## TASK DETAILS
Update the passage of the forum thread on Accucraft coupler size below, starting with "## CLRRNG (Sep" and going on through "of the car.", so that "prototype" reads "full-size".

# Accucraft coupler size ?



## lvmosher (Jan 2, 2008)

Don't know if this has been asked and answered. Is the Accucraft knuckle couple correct size for 1:20.3? It just seems a little big to me.


----------



## CLRRNG (Sep 26, 2008)

*Larry,*
*Most of Accucraft/AMS product that is modeled in 1:20.3 is based on D&RGW prototype equipment. I believe the D&RGW used standard guage couplers on all there equipment both standard guage & narrow guage. This is why Accucrafts couplers seem oversized. Imagine what the coupler that Accucraft uses would look like on a 1:20.3 scaled std guage piece of rolling stock. I would imagine like me you would view the coupler as being much smaller in proportion to the rest of the car. 

Hope this helps

Glen *


----------



## East Broad Top (Dec 29, 2007)

Glen is correct. The D&RGW used full-sized couplers on their narrow gauge equipment, as did a fair number of other narrow gauge lines, primarily western ones, though there was no real pattern in that regard. Other narrow gauge lines (particularly eastern ones) used a 3/4-sized coupler. 










Here's a shot showing the two sizes right next to each other. This shot is of a standard gauge dump car in the EBT's Mt. Union yards, which were switched by both standard gauge and narrow gauge locomotives--hence both couplers. The D&RGW had a similar arrangement on their "idler flats" that went between their narrow gague locos and standard gauge cars--the difference being that both couplers would be the same (larger) size. 

Later, 

K


----------



## lvmosher (Jan 2, 2008)

Thanks guys


----------



## GeorgeMMR (Jan 19, 2008)

Larry, 
I provided the original measurments for to Accucraft for the couplers. The sample I used was on a car in the Chama yards; not only were dimensions provided, but photos of all sides with a known dimension object (a credit card!) were also provided. I hope that this helps! The best New Year to you and our better half. 
George


----------



## GeorgeMMR (Jan 19, 2008)

Man. forgive the typos! That, of course, should be YOUR better half. 
George


----------



## lvmosher (Jan 2, 2008)

Thanks George. I bit you miss NH this time of year ;-)


----------

## ENTRIES
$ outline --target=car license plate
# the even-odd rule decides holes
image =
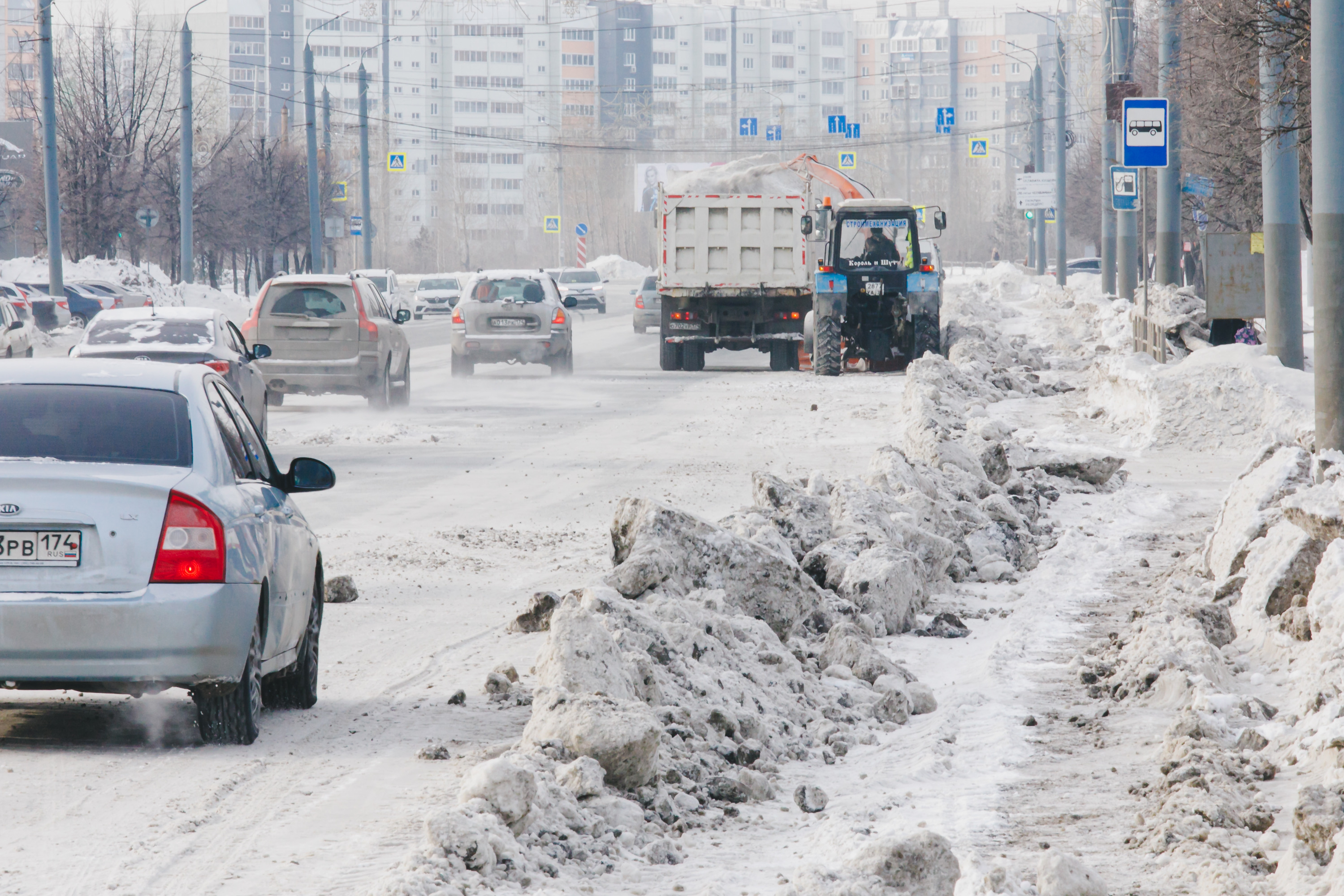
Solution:
[[[79,566],[79,532],[0,532],[0,566]]]

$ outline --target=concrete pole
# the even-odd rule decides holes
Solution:
[[[1046,78],[1040,71],[1040,63],[1031,70],[1031,157],[1036,163],[1036,172],[1046,171]],[[1046,273],[1046,210],[1036,210],[1036,274]]]
[[[1167,167],[1157,169],[1157,244],[1153,279],[1180,285],[1180,9],[1181,0],[1160,0],[1157,95],[1167,97]]]
[[[313,83],[313,48],[304,44],[304,132],[308,138],[308,251],[309,265],[323,270],[323,219],[317,180],[317,87]]]
[[[1064,39],[1058,39],[1055,67],[1055,282],[1068,282],[1068,220],[1064,187],[1068,181],[1064,163],[1064,124],[1067,121],[1068,91],[1064,81]]]
[[[1344,70],[1344,4],[1312,4],[1312,82]],[[1344,449],[1344,90],[1312,91],[1316,450]]]
[[[191,124],[191,28],[187,27],[185,19],[181,23],[181,77],[179,78],[181,86],[181,137],[179,138],[179,145],[181,148],[181,189],[177,191],[177,218],[181,222],[179,228],[181,232],[181,247],[179,249],[179,265],[181,267],[181,282],[192,282],[192,258],[191,258],[191,206],[192,206],[192,185],[191,185],[191,167],[192,167],[192,142],[195,134],[192,134]]]
[[[386,50],[386,47],[384,47]],[[374,210],[368,204],[368,73],[359,63],[359,210],[364,216],[359,242],[364,250],[364,267],[374,266]]]
[[[1274,134],[1293,122],[1297,95],[1285,93],[1284,54],[1261,47],[1261,183],[1265,191],[1266,351],[1284,367],[1304,368],[1302,257],[1298,236],[1297,133]]]
[[[1102,58],[1102,83],[1109,85],[1116,78],[1116,43],[1110,28],[1114,9],[1109,0],[1103,12],[1107,32],[1106,52]],[[1110,167],[1114,164],[1118,164],[1116,161],[1116,129],[1103,116],[1101,122],[1101,292],[1107,296],[1116,294],[1116,210],[1110,200],[1113,192]]]
[[[60,266],[60,176],[56,171],[56,66],[51,47],[51,0],[38,7],[38,52],[42,64],[42,179],[47,199],[47,292],[66,294]]]

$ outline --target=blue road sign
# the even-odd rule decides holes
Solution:
[[[1180,191],[1193,196],[1212,196],[1214,179],[1204,177],[1203,175],[1185,175],[1185,180],[1181,183]]]
[[[1137,168],[1110,167],[1110,207],[1116,211],[1136,211],[1138,208]]]
[[[1156,97],[1132,97],[1125,101],[1121,121],[1125,126],[1126,168],[1165,168],[1168,128],[1167,101]]]

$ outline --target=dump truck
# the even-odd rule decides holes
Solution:
[[[941,231],[941,211],[875,199],[805,153],[724,167],[722,183],[747,191],[659,185],[663,369],[699,371],[706,352],[757,349],[770,369],[810,364],[833,376],[899,369],[938,351],[941,279],[923,263],[918,228],[931,216]],[[751,191],[758,183],[797,191]]]

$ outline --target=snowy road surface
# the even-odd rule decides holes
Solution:
[[[282,465],[312,455],[337,472],[336,489],[300,505],[327,575],[351,574],[360,590],[325,609],[321,700],[267,711],[251,747],[202,747],[183,692],[0,695],[0,892],[370,891],[453,802],[462,772],[521,732],[530,709],[493,708],[482,682],[501,661],[526,678],[544,635],[504,623],[532,592],[610,568],[618,498],[716,520],[750,504],[753,470],[855,476],[891,442],[903,375],[771,373],[757,352],[665,373],[657,336],[632,333],[625,293],[613,289],[610,314],[581,316],[570,379],[535,365],[450,379],[448,324],[433,321],[409,326],[411,407],[379,414],[328,396],[273,408]],[[1114,450],[1122,434],[1081,416],[1081,403],[1024,398],[989,412],[1019,437]],[[899,823],[945,834],[964,888],[980,885],[984,860],[1032,869],[1050,842],[1082,854],[1111,892],[1160,892],[1160,868],[1121,840],[1126,789],[1165,721],[1144,709],[1099,717],[1067,664],[1114,630],[1173,551],[1198,547],[1241,463],[1171,447],[1133,461],[1120,492],[1063,496],[1051,510],[1059,544],[1038,570],[934,598],[929,613],[961,613],[970,638],[890,641],[938,712],[833,766],[786,766],[780,799],[687,833],[684,864],[628,864],[591,888],[774,892],[860,827]],[[460,688],[466,705],[448,705]],[[1027,713],[1040,724],[1023,727]],[[430,739],[453,759],[417,759]],[[824,815],[792,806],[802,780],[832,794]]]

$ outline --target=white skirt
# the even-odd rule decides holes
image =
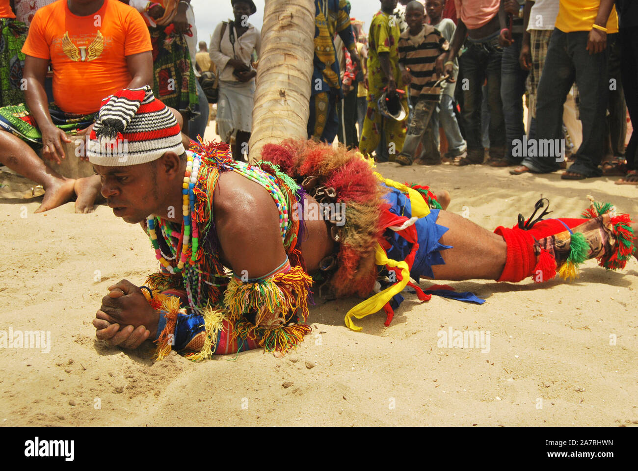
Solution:
[[[237,131],[251,132],[254,104],[254,79],[246,82],[219,80],[216,119],[219,137],[230,142]]]

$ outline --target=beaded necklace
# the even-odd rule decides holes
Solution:
[[[186,156],[188,159],[186,170],[182,184],[182,213],[184,223],[182,225],[181,231],[177,232],[173,228],[170,222],[161,218],[156,218],[153,215],[149,217],[147,225],[149,236],[151,238],[153,248],[155,249],[156,257],[161,265],[171,274],[182,273],[189,304],[194,311],[197,311],[205,297],[202,290],[202,281],[211,286],[220,285],[206,281],[205,276],[203,278],[202,274],[209,276],[211,274],[203,272],[196,264],[199,247],[199,228],[197,221],[195,223],[193,221],[196,203],[195,188],[197,184],[198,177],[201,177],[205,179],[205,172],[204,172],[204,176],[200,176],[199,170],[201,160],[197,154],[187,151]],[[250,165],[244,162],[217,162],[216,165],[219,170],[223,168],[233,170],[244,176],[251,181],[259,184],[270,193],[279,211],[281,237],[285,242],[286,232],[290,225],[288,223],[288,207],[286,202],[286,197],[277,184],[275,176],[268,174],[258,167]],[[198,186],[198,188],[199,187]],[[162,252],[158,240],[158,227],[160,228],[160,234],[170,252],[168,257]],[[189,248],[191,251],[190,260],[188,259]],[[177,261],[177,265],[172,264],[171,261],[174,261],[174,264],[175,261]],[[196,288],[195,300],[193,295],[193,287]]]
[[[240,175],[243,175],[251,181],[258,183],[271,193],[272,199],[277,205],[279,213],[279,229],[281,232],[281,238],[286,239],[288,232],[288,206],[286,204],[286,198],[278,184],[274,176],[271,175],[256,165],[251,165],[246,162],[237,161],[231,164],[221,163],[220,167],[232,170]]]
[[[184,269],[186,260],[188,259],[188,249],[190,245],[191,248],[191,262],[190,264],[195,263],[197,257],[197,249],[199,246],[199,230],[197,225],[193,225],[191,214],[195,209],[195,195],[193,188],[197,183],[197,176],[199,173],[200,159],[191,152],[186,152],[186,170],[184,174],[184,182],[182,184],[182,214],[184,218],[184,224],[182,226],[182,231],[178,233],[173,230],[168,225],[168,223],[161,223],[162,220],[158,218],[158,223],[156,223],[155,217],[151,214],[148,218],[149,236],[151,237],[151,243],[155,249],[155,257],[162,266],[165,268],[171,274],[180,273]],[[155,230],[157,226],[160,226],[164,240],[167,241],[169,249],[172,252],[172,257],[169,257],[168,260],[162,253],[160,248],[160,244],[158,241],[158,235]],[[192,239],[191,239],[192,235]],[[175,243],[175,241],[177,243]],[[189,244],[189,243],[191,243]],[[181,250],[180,251],[180,248]],[[177,260],[178,255],[181,252],[179,257],[177,265],[174,267],[169,260]]]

## TASK ANSWER
## CLRRNG (Sep 26, 2008)

*Larry,*
*Most of Accucraft/AMS product that is modeled in 1:20.3 is based on D&RGW full-size equipment. I believe the D&RGW used standard guage couplers on all there equipment both standard guage & narrow guage. This is why Accucrafts couplers seem oversized. Imagine what the coupler that Accucraft uses would look like on a 1:20.3 scaled std guage piece of rolling stock. I would imagine like me you would view the coupler as being much smaller in proportion to the rest of the car.